*** Data for this exercise

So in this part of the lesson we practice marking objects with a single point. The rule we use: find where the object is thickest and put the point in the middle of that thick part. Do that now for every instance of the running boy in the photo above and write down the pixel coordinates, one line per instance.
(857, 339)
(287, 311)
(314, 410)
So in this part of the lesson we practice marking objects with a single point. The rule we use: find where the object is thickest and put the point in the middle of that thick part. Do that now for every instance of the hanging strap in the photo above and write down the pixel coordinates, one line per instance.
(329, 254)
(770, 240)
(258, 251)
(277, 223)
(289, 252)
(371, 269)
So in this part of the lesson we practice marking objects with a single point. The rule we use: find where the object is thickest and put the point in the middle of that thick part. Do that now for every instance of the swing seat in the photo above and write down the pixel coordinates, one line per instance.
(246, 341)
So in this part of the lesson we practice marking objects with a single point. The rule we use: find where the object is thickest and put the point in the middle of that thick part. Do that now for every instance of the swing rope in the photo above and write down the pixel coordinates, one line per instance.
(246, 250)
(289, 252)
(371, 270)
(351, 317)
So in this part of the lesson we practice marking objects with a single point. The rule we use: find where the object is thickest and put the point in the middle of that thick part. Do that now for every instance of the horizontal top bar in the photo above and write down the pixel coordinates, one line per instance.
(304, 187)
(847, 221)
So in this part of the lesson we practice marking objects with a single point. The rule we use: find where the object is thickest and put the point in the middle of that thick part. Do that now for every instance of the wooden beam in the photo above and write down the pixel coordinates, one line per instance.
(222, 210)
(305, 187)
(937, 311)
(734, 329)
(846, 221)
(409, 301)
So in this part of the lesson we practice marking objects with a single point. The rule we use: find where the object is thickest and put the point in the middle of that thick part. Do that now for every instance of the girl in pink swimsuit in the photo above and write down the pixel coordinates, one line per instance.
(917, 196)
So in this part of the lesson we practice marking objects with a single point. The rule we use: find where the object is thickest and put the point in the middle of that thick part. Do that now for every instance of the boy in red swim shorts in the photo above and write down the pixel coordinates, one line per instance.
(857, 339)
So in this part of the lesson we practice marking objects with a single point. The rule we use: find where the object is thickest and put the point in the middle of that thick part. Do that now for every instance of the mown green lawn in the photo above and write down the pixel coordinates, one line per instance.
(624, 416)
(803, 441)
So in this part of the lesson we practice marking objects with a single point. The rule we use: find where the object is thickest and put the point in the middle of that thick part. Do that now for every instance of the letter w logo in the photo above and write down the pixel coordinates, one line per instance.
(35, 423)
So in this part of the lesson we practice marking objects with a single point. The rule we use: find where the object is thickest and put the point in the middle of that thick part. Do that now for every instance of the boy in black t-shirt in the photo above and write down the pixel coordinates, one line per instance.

******

• _Stated exercise_
Scale everything from the line containing "of the letter" down to the end of the records, both ends included. Write those lines out again with the requests unchanged, and multiply each pixel coordinate in the answers by 1.35, rounding to whole numbers with halves rounded up.

• _Answer for the task_
So in this part of the lesson we practice marking objects with a single point. The rule we use: find where the object is thickest and put the point in the middle of that thick part. Do that now for every instance of the letter w logo in the photo above and write down the pixel coordinates, one line per instance.
(47, 571)
So in this part of the lesson we practice marking objects with a single point. The rule we use: find where the object is thickest and put the point in the middle of that thick part. Do that now for every instance of the boy in black t-shirt in the photo above and write down the pixel coordinates, one line per instance.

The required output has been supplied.